What is needed: Repeat the records below verbatim, and do not copy their pictures.

Stored items from a collection:
——————

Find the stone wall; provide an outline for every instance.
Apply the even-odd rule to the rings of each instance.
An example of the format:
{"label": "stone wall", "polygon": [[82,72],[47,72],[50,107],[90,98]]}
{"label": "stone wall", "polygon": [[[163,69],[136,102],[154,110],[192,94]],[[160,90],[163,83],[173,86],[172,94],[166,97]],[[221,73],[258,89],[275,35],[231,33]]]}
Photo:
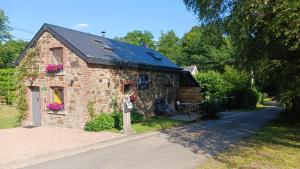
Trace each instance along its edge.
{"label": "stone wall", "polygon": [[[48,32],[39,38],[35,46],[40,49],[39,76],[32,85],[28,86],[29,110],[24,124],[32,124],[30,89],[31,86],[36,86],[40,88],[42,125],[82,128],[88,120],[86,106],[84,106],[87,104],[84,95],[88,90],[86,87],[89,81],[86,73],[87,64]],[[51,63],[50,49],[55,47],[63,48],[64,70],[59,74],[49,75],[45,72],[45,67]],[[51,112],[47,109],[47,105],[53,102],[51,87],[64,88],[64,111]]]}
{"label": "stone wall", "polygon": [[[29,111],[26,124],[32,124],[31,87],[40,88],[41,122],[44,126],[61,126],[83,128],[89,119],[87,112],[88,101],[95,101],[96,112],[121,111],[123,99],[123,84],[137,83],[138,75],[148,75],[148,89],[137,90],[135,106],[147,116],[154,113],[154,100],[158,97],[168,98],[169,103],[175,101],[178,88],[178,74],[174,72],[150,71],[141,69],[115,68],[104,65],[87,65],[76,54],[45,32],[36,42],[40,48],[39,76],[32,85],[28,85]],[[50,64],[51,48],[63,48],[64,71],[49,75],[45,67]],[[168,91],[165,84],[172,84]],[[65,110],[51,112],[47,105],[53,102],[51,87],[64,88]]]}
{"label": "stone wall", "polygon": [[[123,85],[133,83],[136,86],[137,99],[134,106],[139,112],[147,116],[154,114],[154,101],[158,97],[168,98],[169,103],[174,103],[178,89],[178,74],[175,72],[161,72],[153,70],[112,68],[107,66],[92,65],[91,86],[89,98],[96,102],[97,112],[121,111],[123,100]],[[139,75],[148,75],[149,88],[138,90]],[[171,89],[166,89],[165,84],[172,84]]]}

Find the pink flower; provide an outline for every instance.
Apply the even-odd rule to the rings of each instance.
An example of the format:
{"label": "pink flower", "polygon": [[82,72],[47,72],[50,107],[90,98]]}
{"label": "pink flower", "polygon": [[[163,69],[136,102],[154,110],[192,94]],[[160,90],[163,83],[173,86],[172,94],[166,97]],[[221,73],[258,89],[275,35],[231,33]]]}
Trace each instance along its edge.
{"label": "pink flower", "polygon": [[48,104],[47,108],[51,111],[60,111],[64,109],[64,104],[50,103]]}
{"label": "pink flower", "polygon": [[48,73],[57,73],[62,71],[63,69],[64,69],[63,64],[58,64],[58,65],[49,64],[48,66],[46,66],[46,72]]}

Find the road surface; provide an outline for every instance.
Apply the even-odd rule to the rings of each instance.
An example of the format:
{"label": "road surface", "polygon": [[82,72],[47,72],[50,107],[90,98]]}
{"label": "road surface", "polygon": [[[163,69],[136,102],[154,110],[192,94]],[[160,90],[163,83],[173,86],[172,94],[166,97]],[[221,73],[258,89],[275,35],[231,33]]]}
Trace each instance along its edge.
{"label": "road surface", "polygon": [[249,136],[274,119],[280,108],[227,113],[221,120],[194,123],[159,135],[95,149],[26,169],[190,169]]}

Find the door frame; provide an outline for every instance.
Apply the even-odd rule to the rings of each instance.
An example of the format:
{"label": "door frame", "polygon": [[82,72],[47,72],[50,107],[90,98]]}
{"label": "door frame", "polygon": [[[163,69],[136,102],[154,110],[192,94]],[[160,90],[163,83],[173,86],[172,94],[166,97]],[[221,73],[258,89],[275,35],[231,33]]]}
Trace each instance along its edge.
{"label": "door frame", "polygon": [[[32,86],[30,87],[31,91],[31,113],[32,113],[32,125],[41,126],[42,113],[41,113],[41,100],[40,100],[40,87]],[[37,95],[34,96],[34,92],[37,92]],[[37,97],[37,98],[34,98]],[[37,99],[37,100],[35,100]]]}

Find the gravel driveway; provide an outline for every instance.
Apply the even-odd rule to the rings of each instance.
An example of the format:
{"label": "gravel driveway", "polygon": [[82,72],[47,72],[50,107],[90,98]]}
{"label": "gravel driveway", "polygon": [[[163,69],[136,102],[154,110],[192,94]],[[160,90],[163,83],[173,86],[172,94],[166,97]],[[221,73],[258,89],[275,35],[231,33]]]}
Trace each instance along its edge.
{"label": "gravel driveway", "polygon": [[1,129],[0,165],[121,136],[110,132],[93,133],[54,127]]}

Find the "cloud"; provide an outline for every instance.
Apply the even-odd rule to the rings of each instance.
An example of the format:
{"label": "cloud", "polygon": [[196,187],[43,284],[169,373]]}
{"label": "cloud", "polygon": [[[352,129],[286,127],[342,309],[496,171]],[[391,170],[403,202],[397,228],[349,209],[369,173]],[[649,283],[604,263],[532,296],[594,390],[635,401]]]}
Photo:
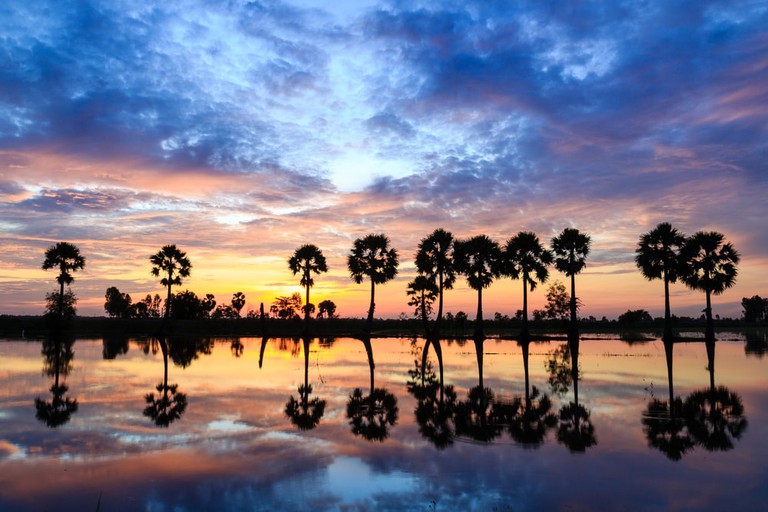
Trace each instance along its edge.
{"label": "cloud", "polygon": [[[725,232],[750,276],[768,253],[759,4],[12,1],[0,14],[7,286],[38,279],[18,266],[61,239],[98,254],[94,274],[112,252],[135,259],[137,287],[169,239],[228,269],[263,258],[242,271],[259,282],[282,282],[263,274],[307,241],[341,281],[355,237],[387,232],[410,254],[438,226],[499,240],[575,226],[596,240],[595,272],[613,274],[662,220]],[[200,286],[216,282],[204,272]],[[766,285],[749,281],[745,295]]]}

——————

Result:
Find the stone wall; provide an outline for every instance.
Apply the even-odd rule to the rings of each instance.
An example of the format:
{"label": "stone wall", "polygon": [[82,72],[47,72],[50,107],[90,98]]}
{"label": "stone wall", "polygon": [[[163,69],[136,102],[154,110],[192,94]],[[160,90],[163,83],[173,86],[172,94],[166,97]],[[221,73],[258,89],[275,35],[231,33]]]}
Photo:
Trace each instance along its edge.
{"label": "stone wall", "polygon": [[[48,32],[39,38],[35,46],[40,49],[39,76],[32,85],[28,86],[29,110],[24,124],[32,124],[30,89],[31,86],[36,86],[40,88],[42,125],[82,128],[88,120],[86,106],[84,106],[87,104],[84,95],[88,90],[86,87],[89,81],[86,73],[87,64]],[[51,63],[50,49],[55,47],[63,48],[64,70],[59,74],[49,75],[45,72],[45,67]],[[51,112],[47,109],[47,105],[53,102],[51,87],[64,88],[64,111]]]}
{"label": "stone wall", "polygon": [[[29,111],[26,124],[32,124],[31,87],[40,88],[41,122],[44,126],[61,126],[83,128],[89,119],[87,112],[88,101],[95,101],[96,112],[121,111],[123,99],[123,84],[137,83],[138,75],[148,75],[148,89],[137,90],[135,106],[147,116],[154,113],[154,100],[158,97],[168,98],[169,103],[175,101],[178,88],[178,74],[174,72],[150,71],[141,69],[115,68],[104,65],[87,65],[76,54],[45,32],[36,42],[40,48],[39,76],[32,85],[28,85]],[[50,64],[51,48],[63,48],[64,71],[49,75],[45,67]],[[168,91],[165,84],[172,84]],[[65,110],[51,112],[47,105],[53,102],[51,87],[64,88]]]}
{"label": "stone wall", "polygon": [[[123,85],[133,83],[136,86],[137,99],[134,106],[139,112],[147,116],[154,114],[154,101],[158,97],[168,98],[169,103],[174,103],[178,89],[178,74],[175,72],[161,72],[153,70],[112,68],[107,66],[92,65],[91,86],[89,98],[96,102],[97,112],[121,111],[123,100]],[[139,75],[148,75],[149,88],[138,90]],[[171,89],[166,89],[165,84],[172,84]]]}

Find the pink flower; provide an outline for every instance.
Apply the even-odd rule to the rings of each instance.
An example of the format:
{"label": "pink flower", "polygon": [[82,72],[47,72],[50,107],[90,98]]}
{"label": "pink flower", "polygon": [[[163,69],[136,102],[154,110],[192,94]],[[160,90],[163,83],[173,86],[172,94],[166,97]],[[221,73],[258,89],[275,35],[231,33]]]}
Trace each instance along its edge.
{"label": "pink flower", "polygon": [[48,104],[47,108],[51,111],[60,111],[64,109],[64,104],[50,103]]}
{"label": "pink flower", "polygon": [[48,73],[57,73],[62,71],[63,69],[64,69],[63,64],[58,64],[58,65],[49,64],[48,66],[46,66],[46,72]]}

Find the road surface; provide an outline for every instance.
Apply the even-odd rule to the rings of each instance.
An example of the format:
{"label": "road surface", "polygon": [[82,72],[47,72],[50,107],[90,98]]}
{"label": "road surface", "polygon": [[[163,69],[136,102],[154,110],[192,94]],[[160,90],[163,83],[173,86],[172,94],[166,97]],[[221,73],[258,89],[275,35],[231,33]]]}
Trace each instance along its edge.
{"label": "road surface", "polygon": [[249,136],[274,119],[280,108],[227,113],[221,120],[194,123],[159,135],[95,149],[26,169],[190,169]]}

Find the door frame; provide an outline for every instance.
Apply the even-odd rule to the rings of each instance.
An example of the format:
{"label": "door frame", "polygon": [[82,72],[47,72],[50,107],[90,98]]}
{"label": "door frame", "polygon": [[[163,69],[136,102],[154,110],[192,94]],[[160,90],[163,83],[173,86],[172,94],[166,97]],[[221,73],[258,89],[275,35],[231,33]]]}
Trace each instance along its edge.
{"label": "door frame", "polygon": [[[32,86],[30,87],[31,91],[31,113],[32,113],[32,125],[41,126],[42,113],[41,113],[41,100],[40,100],[40,87]],[[37,95],[34,96],[34,92],[37,92]],[[37,97],[37,98],[34,98]],[[37,99],[37,100],[35,100]]]}

Find the gravel driveway; provide an outline for every instance.
Apply the even-odd rule to the rings of each instance.
An example of the format:
{"label": "gravel driveway", "polygon": [[82,72],[47,72],[50,107],[90,98]]}
{"label": "gravel driveway", "polygon": [[[163,69],[136,102],[154,110],[192,94]],[[160,90],[163,83],[173,86],[172,94],[166,97]],[[221,73],[258,89],[275,35],[231,33]]]}
Trace each instance along its edge.
{"label": "gravel driveway", "polygon": [[1,129],[0,165],[121,136],[110,132],[93,133],[54,127]]}

Find the "cloud"; provide an outline for every instance.
Apply the even-odd rule to the rings of each instance.
An example of the format:
{"label": "cloud", "polygon": [[196,187],[43,284],[169,373]]}
{"label": "cloud", "polygon": [[[352,129],[286,127],[342,309],[496,171]],[[391,170],[403,202],[397,228],[349,209],[369,173]],[[649,283],[604,263],[532,296],[594,390],[635,401]]]}
Photo:
Trace each instance along its edge.
{"label": "cloud", "polygon": [[[725,232],[750,276],[768,253],[759,4],[12,1],[0,14],[7,286],[38,279],[18,266],[61,239],[98,254],[94,274],[112,252],[135,259],[137,287],[169,239],[228,269],[263,258],[242,271],[259,282],[282,282],[263,274],[307,241],[341,281],[355,237],[387,232],[410,254],[438,226],[499,240],[575,226],[596,240],[595,272],[613,274],[662,220]],[[200,286],[216,282],[204,272]],[[766,285],[749,281],[745,295]]]}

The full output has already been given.